* [PASSAGE SHOWN]
══════════
Edirne master passing on 500-year-old art to future generations

Edirne master passing on 500-year-old art to future generations

EDİRNE
Edirne master passing on 500-year-old art to future generations

Edirnekari, an art of wood carving and decorating, which has been carried out by resident craftsmen in the northwestern province of Edirne for nearly 500 years, has been passed down many generations with a master-apprentice tradition.

Halil Teksöz, 56, who started his career as a carpenter’s apprentice and continued as an Edirnekari-master, is one of the few masters who is training young apprentices.

He keeps this art, which became one of the indispensable parts of the Ottoman palace with its unique motifs, by engraving it on paintings, dowry chests and jewelry boxes.

Teksöz, one of the last masters of this art in Edirne, said he made efforts to keep the tradition of Edirnekari alive, to introduce it to people and to raise new apprentices.

Teksöz said Edirnekari’s patterns since the Ottoman Empire have been painted with bristle thin brushes on wood, adding that it took a long time to learn the art.
══════════
* [RECORD SET]
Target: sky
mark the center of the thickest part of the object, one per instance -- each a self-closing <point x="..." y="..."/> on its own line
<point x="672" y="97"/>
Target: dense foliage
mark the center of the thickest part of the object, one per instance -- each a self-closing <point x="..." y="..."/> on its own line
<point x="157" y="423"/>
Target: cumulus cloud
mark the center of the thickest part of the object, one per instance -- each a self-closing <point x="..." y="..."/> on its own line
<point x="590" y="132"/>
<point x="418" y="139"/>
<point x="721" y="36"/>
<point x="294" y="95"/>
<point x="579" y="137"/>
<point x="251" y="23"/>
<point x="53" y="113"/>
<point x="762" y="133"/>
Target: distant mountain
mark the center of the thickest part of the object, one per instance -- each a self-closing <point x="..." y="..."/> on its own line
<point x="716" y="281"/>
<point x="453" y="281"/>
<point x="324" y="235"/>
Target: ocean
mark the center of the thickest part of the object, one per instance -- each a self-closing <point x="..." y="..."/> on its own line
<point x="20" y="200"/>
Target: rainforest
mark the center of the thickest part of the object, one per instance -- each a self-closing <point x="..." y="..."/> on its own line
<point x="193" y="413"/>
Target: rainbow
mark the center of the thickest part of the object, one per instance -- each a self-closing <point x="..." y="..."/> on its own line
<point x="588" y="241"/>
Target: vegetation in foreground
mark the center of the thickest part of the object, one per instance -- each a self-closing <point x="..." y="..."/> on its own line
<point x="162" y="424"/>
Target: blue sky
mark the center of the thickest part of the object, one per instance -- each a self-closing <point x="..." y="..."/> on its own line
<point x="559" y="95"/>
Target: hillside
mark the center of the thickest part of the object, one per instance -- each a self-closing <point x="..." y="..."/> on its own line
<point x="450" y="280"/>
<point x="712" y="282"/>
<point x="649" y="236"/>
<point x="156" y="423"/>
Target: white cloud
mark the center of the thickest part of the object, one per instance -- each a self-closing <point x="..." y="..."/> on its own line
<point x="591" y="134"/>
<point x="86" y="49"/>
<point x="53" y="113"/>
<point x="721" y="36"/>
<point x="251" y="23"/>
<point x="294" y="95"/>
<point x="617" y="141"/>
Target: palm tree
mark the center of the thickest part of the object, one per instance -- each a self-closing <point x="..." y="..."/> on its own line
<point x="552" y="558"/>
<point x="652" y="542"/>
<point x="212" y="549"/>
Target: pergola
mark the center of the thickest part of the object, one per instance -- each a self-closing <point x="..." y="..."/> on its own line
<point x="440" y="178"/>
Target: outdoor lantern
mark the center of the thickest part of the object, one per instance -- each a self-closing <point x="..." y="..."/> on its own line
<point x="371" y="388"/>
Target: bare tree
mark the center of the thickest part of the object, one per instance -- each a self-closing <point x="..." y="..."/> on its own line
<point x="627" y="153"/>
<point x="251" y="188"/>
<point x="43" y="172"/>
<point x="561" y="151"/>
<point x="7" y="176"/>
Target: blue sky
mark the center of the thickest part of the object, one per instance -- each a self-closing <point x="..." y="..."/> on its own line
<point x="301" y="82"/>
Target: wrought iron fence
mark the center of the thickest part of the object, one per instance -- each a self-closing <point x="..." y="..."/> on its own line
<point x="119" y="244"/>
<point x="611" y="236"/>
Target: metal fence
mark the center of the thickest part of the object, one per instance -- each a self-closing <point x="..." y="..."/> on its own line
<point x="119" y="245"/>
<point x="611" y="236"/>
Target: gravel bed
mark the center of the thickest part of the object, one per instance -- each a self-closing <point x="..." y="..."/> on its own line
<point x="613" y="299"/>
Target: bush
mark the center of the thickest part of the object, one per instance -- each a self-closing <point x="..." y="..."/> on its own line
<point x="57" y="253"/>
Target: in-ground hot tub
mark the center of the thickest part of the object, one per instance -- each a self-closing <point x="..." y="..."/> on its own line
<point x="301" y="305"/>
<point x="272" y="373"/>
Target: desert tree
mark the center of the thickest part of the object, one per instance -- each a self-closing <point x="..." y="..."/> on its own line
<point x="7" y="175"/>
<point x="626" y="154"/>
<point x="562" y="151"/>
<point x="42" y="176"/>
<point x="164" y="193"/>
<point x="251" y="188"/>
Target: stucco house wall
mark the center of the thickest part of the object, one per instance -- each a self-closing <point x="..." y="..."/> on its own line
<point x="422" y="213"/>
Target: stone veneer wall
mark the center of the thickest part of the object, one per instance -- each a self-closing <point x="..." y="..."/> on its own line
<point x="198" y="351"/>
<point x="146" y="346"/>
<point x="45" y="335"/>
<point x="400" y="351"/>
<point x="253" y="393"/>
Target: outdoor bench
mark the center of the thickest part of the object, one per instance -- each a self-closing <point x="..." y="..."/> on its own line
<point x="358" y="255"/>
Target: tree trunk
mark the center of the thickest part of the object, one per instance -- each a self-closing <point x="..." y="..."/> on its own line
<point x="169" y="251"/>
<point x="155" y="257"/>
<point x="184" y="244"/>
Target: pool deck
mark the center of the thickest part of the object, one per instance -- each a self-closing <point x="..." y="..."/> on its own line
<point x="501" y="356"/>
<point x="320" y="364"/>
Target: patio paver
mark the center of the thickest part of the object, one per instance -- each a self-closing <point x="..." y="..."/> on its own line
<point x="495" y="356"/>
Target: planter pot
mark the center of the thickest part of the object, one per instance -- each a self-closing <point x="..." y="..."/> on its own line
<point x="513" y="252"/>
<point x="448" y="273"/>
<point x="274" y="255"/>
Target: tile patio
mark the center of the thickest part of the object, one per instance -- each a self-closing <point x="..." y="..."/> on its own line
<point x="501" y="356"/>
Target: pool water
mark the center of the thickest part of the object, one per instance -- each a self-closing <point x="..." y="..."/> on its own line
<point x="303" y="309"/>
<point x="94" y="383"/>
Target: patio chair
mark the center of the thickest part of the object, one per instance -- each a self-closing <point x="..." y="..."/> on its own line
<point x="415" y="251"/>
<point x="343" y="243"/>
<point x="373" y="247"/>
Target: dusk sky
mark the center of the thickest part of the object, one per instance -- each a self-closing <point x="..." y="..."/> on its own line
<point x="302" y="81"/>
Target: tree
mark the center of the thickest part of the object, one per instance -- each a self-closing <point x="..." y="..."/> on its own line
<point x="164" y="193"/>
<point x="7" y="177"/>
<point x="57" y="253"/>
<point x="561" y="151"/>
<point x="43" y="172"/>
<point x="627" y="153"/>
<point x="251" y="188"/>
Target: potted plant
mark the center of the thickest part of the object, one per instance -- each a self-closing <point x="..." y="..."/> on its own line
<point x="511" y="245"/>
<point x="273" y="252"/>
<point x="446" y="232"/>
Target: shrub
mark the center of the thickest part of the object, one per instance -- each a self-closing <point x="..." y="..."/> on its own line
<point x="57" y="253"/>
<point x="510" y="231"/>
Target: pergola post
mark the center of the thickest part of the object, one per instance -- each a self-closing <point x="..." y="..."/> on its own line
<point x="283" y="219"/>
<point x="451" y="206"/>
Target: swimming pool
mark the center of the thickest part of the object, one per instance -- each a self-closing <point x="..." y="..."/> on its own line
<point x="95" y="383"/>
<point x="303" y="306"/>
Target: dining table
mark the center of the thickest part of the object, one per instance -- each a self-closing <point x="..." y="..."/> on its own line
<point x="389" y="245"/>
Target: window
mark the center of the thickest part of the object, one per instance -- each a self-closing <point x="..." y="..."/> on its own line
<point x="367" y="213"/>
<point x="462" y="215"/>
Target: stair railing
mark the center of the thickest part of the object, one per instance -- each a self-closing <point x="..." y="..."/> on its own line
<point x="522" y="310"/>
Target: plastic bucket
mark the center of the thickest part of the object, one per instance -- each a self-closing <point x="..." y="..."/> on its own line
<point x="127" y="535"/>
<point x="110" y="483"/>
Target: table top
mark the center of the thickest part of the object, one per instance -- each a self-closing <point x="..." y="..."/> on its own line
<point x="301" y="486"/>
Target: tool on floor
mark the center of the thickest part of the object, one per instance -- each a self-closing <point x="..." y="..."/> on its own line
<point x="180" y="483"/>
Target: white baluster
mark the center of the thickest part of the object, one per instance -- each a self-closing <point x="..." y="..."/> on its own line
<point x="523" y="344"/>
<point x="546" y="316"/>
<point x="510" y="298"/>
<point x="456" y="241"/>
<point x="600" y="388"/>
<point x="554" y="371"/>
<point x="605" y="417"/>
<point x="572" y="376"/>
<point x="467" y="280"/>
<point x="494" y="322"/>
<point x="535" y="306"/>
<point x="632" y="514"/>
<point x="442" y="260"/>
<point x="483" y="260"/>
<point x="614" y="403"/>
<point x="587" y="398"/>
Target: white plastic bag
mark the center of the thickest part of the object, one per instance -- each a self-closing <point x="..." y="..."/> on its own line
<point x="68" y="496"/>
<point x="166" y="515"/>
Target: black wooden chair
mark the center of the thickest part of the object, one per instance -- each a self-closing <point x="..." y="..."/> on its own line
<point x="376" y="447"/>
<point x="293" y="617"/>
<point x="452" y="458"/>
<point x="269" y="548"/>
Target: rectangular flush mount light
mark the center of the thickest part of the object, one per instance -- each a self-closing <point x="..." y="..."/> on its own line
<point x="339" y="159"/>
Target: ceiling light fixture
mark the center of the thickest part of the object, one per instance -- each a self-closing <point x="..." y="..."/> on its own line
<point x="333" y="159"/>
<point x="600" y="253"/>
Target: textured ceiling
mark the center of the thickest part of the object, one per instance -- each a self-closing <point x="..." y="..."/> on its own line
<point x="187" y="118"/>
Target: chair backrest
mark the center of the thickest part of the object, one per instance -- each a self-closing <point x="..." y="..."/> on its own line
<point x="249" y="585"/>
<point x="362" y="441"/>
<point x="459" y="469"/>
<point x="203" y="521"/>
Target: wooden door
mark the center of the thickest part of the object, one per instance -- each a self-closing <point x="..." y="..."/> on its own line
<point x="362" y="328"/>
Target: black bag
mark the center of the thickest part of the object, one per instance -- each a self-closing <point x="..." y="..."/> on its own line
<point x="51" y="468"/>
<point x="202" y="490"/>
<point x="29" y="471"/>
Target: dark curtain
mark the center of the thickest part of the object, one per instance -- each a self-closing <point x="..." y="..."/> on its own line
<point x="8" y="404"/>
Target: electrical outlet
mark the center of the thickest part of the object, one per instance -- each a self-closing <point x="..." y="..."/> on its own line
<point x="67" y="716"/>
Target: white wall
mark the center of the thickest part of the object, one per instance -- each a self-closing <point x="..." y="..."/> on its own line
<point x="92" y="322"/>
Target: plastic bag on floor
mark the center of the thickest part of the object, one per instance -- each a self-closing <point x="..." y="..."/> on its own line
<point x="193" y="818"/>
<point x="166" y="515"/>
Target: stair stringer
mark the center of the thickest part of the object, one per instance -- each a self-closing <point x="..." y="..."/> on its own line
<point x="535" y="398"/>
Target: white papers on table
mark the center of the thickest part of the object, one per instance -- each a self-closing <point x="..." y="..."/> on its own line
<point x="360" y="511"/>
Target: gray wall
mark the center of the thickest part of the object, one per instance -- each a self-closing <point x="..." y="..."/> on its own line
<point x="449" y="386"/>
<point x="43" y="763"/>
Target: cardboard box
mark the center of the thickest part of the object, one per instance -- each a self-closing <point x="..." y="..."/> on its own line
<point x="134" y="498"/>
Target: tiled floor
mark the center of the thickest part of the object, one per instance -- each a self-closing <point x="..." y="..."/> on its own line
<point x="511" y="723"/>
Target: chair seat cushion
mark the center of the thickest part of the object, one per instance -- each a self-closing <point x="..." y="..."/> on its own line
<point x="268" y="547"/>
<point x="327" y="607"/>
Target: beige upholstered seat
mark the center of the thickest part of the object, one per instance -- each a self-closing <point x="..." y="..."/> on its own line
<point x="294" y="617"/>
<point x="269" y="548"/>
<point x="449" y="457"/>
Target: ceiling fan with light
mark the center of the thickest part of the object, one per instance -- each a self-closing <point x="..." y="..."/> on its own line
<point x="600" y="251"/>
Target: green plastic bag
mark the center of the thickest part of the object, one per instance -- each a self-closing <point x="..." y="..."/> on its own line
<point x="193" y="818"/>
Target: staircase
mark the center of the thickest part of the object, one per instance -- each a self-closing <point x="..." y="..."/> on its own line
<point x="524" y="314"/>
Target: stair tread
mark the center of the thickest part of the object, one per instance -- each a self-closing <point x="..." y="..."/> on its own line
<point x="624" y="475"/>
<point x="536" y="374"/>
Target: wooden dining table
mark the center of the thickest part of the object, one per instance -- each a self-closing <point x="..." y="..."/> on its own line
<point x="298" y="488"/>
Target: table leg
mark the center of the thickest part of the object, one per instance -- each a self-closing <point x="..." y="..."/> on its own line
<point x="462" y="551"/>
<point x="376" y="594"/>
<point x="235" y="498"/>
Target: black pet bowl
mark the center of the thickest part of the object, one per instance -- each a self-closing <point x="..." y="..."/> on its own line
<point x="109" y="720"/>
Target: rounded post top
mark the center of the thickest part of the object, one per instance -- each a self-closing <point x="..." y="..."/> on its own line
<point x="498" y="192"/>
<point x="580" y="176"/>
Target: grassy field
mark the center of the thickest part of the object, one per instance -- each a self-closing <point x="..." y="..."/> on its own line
══════════
* [TASKS TO COMPLETE]
(1) Answer these from the Edirnekari article:
(a) For about how long have craftsmen in Edirne practiced Edirnekari?
(b) How old is Halil Teksöz?
(c) What kind of brushes are used to paint Edirnekari patterns on wood?
(2) Duplicate the Edirnekari article word for word, starting at "Edirnekari, an art" and ending at "training young apprentices.".

* [ANSWERS PER TASK]
(1)
(a) Nearly 500 years.
(b) 56.
(c) Bristle thin brushes.

(2)
Edirnekari, an art of wood carving and decorating, which has been carried out by resident craftsmen in the northwestern province of Edirne for nearly 500 years, has been passed down many generations with a master-apprentice tradition.

Halil Teksöz, 56, who started his career as a carpenter’s apprentice and continued as an Edirnekari-master, is one of the few masters who is training young apprentices.